* **Text block**

+++++

Pádraig Óg Ó Ruairc exposes more revisionist myth, propaganda and fabrication

Back in May, this blog reprinted an excellent piece from the Irish Political Review by Manus O Riordan on the revisionist assault on Constance Markievicz (see: The assault on Markievicz: as fact-free as it is malicious).  Below is another excellent piece from the IPR dealing with Pádraig Óg Ó Ruairc’s exposure of a chunk of other revisionist – ie professional anti-republican – propaganda masquerading as disinterested historiography.  People have a range of views about IPR and the politics of the small current which produces it.  However, there can be no doubt that these folks perform a valuable service in tackling and exposing the products of the political project of the historical revisionists.  The piece below is taken from this month’s IPR (August 2016).

9781781173855by Manus O’Riordan

The March issue of Irish Political Review published the remarks made by Pádraig Óg Ó Ruairc on the occasion of the launch of his book, Truce: Murder Myth and the Last Days of the Irish War of Independence. Ó Ruairc then presented his book as “a challenge to myth, propaganda and fabrication”. Indeed it is. For, from the word go, the author tackles revisionist academia head on: “Eunan O’Halpin, Professor of Contemporary Irish History at Trinity College Dublin, stated in a recent television documentary that (RIC Constable Alfred) Needham had married in a church ceremony and was shot dead in front of his new bride just minutes after they had exchanged wedding vows. A common element in most of these accounts is the suggestion that the IRA Volunteers who killed Needham knew a ceasefire had been agreed with the British forces and that was a motivating factor in the attack. The stories about Needham’s wedding are part of a wider narrative about the War of Independence, which claims that the announcement of the Truce on 8 July 1921 led to a wave of unjustifiable ‘eleventh-hour’ IRA attacks before the ceasefire began. Supporters of this narrative claim that republicans launched a determined campaign to kill as many people as possible before the war ended and that these final IRA attacks were made mainly against so-called ‘soft targets’, i. e., unarmed members of the British forces and loyalist civilians… Some of these stories have a grain of truth in them. Others are entirely fictional, or are genuine killings taken out of context and with new details invented for propaganda value.”

+++++

* **Dataset entries**
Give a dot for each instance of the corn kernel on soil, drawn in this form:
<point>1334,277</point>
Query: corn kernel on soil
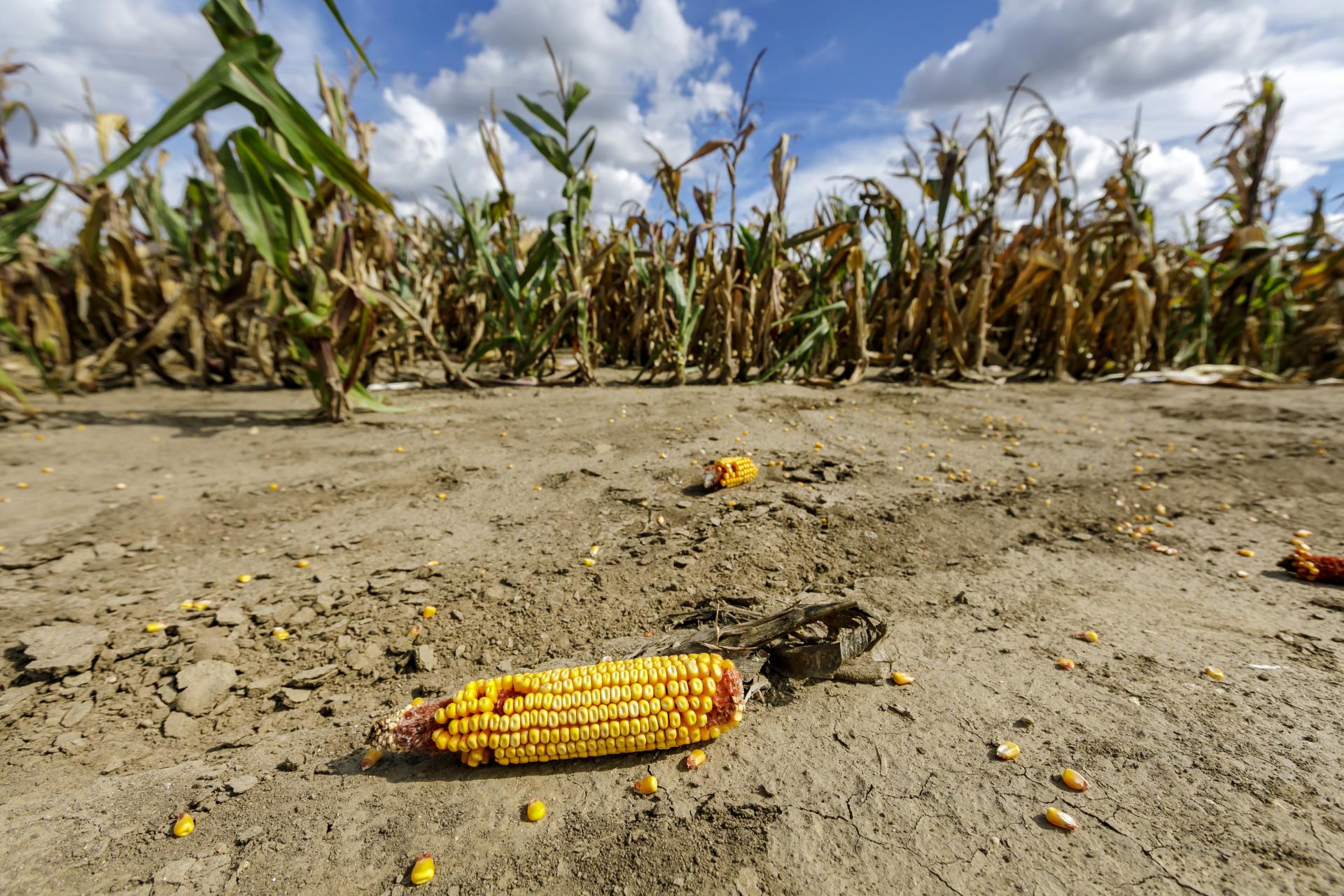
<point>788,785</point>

+++++

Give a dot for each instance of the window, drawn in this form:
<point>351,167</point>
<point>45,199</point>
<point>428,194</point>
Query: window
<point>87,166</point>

+++++

* **Stated problem**
Can you take the post about Ó Ruairc's book on the Truce further, picking up after its last sentence? The data is separate material and has nothing to do with the post about Ó Ruairc's book.

* **Result of this exercise**
Ó Ruairc exposes the Needham tale, which had been related with such feeling by Professor O’Halpin, for the fiction that it is: “There was no wedding ceremony, no teenage bride… Needham, a Black and Tan from London, was shot standing at the door of a stable with two other armed members of the RIC – not while leaving a registry office with his new bride. This tale about Needham being killed immediately after getting married appears to have been invented for melodramatic effect in a propaganda story. Yet different versions of this story continue to surface every few years masquerading as factual history.” (pp 9-11).

In his history of the build up to the Truce itself, Ó Ruairc also makes clear how the war violence of the preceding seven months was solely the British Government’s responsibility, for in December 1920 it had rejected what it would accept in July 1921, Michael Collins’s proposal for a comprehensive bilateral truce, with a commitment that “the entire Dáil shall be free to meet and that its peaceful activities not be interfered with”. (p 31). But, of course, the very reason for the War of Independence had been Britain’s refusal to accept the democratic validity, and its actual outlawing, of that same Dáil Éireann. “The British generals insisted they they could crush the IRA within six weeks”, while the Chief Secretary for Ireland, Sir Hammar Greenwood, assured Prime Minister Lloyd George that “the Sinn Féin cause and organisation is breaking up … there is no need of hurry in settlement”. (p 36). He would, however, have to eat his words: “At a cabinet meeting on 27 April 1921, in an apparent volte-face from his previous position, Greenwood agreed with Tom Jones’ prediction that Sinn Féin would sweep the board at the (May 1921) elections and questioned Generals Macready’s and Tudor’s claims that the British forces would regain control of the situation within three to four months”. (p 39).

This time Greenwood had read it right. The extra seven months of warfare that Britain insisted upon meant that its failure to defeat the Army of the Irish Republic – and Dáil Éireann itself – resulted in a Truce that had Britain’s Generals frothing at the mouth. The author relates: “The republicans had secured a number of concessions from the British which effectively conferred ‘belligerent status’ on the IRA as lawful ‘combatants’ in a ‘legitimate army’… The Anglo-Irish Truce agreed in July 1921 was a formal public agreement between the IRA leadership and the British military command in Ireland…  Major General Jeudwine wrote to his subordinate proscribing the use of the term ‘Truce’… The RIC’s Weekly Summary newssheet published on the morning of the Truce committed a serious faux pas in British eyes by referring to the IRA as ‘the Irish Army’.” (pp 61-64).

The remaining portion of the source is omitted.